**PASSAGE FOR REVIEW**
■ ■ ■ ■ ■

Overall the study found a 47,500 monthly net drop in children enrolled in the subsidy program nationwide within one year.

The study relied on figures from the federal government. Figures compiled by the state also point to a decline in enrollment, though a smaller one of about 6,325 children.

The state figures show an average of 39,464 children used the subsidies each month in Missouri last year. In 2013, the state paid out $149 million in state and federal money in child care subsidies.

State officials would not comment or speculate on the reasons for the decline, though they did point out in an email that the state’s income standards to qualify for the subsidy are very low.

Missouri’s child care subsidies are mostly funded through the federal Child Care and Development Block Grant program in the U.S. Dept. of Health and Human Services, though state money is also used.

The federal program is expected to release upwards of $2.3 billion annually starting in 2015. In Missouri, the Department of Social Services administers the program, handling sign-up and subsidy payments to providers.

But Missouri’s Legislature has set one of the most stringent income qualifiers for the federal subsidy in the country.

Parents enrolling in the program this year cannot earn more than 123 percent of the poverty level, or an income more than $24,342 for a family of three. The average yearly cost of full-time child care for a child in a St. Louis County child care center hovers around $11,000 for a toddler, according to Child Care Aware of Missouri.

A new report by the National Women’s Law Center indicates Missouri’s child care subsidy rate is one of the worst in the nation — about 43 percent less than the average market rate for child care in the St. Louis area.

These qualifiers have always made it difficult for needy Missourians to get the subsidy and keep it, said Glen Koenen, an advocate for the hungry who has seen similar enrollment drops in Missouri’s administration of the federal food stamp program.

Yet, Koenen said, Missouri’s low income cutoffs cannot account for the precipitous drop in enrollment last year.

As with food stamps, he attributes the drop to the state’s ongoing reorganization of the Family Support Division, which includes consolidation of offices, staff reductions and a move to create more automated service centers.

For more than a year, needy Missouri residents have been complaining about problems they’ve experienced when trying to sign up for Medicaid, food stamps, and other federal and state support.

■ ■ ■ ■ ■

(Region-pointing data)

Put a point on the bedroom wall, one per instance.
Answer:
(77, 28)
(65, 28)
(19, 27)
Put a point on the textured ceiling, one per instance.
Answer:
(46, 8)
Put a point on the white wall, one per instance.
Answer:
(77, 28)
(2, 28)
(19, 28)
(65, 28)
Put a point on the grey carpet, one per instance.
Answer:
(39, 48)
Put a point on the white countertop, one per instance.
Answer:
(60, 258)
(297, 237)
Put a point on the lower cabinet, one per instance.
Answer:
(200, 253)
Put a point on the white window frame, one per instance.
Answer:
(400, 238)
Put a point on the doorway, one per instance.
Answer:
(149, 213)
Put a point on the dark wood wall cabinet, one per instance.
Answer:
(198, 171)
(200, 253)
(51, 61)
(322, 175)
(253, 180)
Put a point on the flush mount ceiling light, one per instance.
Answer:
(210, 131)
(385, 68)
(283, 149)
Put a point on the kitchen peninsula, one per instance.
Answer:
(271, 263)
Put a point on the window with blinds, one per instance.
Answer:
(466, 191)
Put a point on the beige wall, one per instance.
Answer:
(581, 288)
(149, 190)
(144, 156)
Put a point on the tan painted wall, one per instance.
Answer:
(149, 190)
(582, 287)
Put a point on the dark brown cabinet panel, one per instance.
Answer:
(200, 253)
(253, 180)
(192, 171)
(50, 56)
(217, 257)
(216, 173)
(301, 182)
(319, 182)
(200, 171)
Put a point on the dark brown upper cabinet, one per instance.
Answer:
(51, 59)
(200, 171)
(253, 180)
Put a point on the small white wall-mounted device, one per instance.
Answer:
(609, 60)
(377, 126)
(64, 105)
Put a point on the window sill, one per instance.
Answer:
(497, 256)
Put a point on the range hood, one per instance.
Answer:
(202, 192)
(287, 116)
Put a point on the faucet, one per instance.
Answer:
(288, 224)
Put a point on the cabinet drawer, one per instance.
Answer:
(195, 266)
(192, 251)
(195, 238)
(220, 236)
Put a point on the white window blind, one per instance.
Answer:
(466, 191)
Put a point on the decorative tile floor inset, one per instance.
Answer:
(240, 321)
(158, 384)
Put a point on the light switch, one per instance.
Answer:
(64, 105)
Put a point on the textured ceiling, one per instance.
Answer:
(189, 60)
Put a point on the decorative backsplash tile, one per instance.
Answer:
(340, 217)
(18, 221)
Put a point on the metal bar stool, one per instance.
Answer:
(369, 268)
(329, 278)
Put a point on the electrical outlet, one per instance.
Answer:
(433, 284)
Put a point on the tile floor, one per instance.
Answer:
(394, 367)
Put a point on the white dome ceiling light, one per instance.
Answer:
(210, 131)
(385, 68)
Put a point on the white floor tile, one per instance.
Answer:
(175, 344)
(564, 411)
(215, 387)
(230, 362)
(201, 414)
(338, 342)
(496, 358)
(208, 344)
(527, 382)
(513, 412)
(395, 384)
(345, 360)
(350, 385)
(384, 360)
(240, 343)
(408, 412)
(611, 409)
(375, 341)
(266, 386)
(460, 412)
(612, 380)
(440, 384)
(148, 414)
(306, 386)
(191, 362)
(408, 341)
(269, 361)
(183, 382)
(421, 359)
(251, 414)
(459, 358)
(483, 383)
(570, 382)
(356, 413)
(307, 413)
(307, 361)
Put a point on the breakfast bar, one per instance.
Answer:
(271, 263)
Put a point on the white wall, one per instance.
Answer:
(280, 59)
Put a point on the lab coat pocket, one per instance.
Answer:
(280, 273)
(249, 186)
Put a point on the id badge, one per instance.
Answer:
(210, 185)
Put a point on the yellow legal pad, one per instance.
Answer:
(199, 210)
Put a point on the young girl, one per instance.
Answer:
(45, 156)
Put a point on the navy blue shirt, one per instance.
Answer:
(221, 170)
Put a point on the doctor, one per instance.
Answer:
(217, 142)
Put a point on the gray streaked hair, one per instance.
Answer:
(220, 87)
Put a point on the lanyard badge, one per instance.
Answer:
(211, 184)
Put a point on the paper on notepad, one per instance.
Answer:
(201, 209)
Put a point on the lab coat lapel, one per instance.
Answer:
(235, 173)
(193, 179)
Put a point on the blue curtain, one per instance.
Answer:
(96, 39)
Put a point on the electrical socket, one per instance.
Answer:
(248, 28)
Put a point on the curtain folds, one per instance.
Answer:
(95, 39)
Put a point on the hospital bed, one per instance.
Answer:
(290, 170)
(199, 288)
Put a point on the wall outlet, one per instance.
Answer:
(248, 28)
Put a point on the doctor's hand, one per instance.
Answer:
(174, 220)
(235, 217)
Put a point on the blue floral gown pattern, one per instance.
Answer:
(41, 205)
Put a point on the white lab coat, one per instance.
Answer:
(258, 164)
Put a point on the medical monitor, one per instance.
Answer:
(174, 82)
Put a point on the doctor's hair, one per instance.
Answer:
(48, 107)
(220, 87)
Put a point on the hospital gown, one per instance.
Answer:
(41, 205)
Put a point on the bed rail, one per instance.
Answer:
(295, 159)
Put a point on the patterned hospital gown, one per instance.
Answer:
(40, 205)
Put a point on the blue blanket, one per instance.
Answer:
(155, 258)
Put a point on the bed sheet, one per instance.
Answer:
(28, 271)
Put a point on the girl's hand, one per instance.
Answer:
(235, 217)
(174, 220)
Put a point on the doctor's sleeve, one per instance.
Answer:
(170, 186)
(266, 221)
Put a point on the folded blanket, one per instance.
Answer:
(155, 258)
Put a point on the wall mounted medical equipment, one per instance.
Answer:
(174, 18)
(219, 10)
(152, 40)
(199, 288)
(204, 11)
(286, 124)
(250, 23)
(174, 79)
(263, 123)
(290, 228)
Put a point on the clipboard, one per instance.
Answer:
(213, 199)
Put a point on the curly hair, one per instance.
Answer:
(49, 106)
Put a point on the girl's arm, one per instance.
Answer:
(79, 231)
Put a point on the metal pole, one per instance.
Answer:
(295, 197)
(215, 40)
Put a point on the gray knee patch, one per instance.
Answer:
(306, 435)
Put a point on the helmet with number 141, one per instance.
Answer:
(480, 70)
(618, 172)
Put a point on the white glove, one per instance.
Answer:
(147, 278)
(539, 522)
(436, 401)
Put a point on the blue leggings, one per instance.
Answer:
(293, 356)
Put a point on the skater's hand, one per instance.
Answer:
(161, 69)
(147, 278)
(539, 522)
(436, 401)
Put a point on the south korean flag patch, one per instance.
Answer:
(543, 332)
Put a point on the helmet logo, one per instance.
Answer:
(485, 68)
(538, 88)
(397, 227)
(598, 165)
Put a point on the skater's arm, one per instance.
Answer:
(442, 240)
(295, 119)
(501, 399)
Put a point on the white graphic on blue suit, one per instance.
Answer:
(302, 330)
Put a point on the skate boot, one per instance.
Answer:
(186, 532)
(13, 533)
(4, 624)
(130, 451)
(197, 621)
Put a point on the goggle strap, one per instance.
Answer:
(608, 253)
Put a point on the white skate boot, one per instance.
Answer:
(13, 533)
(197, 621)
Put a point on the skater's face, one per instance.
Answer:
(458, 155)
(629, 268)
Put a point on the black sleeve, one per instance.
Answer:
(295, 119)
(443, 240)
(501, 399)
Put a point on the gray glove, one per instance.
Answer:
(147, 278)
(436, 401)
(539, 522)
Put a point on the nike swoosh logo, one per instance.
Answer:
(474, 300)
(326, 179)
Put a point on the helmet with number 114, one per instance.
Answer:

■ ■ ■ ■ ■

**PROBLEM 1**
In the article on Missouri's child care subsidies, what is the most a family of three can earn and still enroll in the program this year?
**PROBLEM 2**
Please continue the article on Missouri's child care subsidy enrollment from where it stops.

**TASK ANSWER 1**
$24,342, which is 123 percent of the poverty level.

**TASK ANSWER 2**
Last summer, at a local forum sponsored by Jobs With Justice, people testified about encountering numerous roadblocks when they applied for supports. Complaints include paperwork overflowing from drop boxes placed outside the support centers; state computers automatically closing out applications because staff failed to input submitted paperwork in a timely manner; failure to provide mandatory caseworkers to process applications; and paperwork repeatedly lost by state workers.

Ruth Ehresman, of the St. Louis Family and Community Partnership, said recent statistics on the Department of Health and Senior Services website indicated an application processing problem.

The department reports that in June of this year more than half of the pending applications were taking more than 15 days to process, versus 2012 when only a quarter of the applications took more than 15 days.

Ehresman and others also cautioned against arguments that a better economy is contributing to the downturn. Though Missouri does allow for increases to the minimum wage based on inflation, those increases would probably not put most people’s earnings above the threshold to qualify for day care subsidies.

“Most of the jobs the poor are getting are really low-paying jobs. If more people are working those jobs, I would expect the number of kids getting subsidies to actually go up,” Ehresman said.

Mott Oxford said she and others had been in meetings with state officials who had promised improvements. In the meantime, she continues to get calls for help from parents. One said she applied for the subsidy July 1 after getting hired. By August, the benefit had not yet been approved, and she worried she would have to give up the job.

“We need a systemic fix,” Mott Oxford said.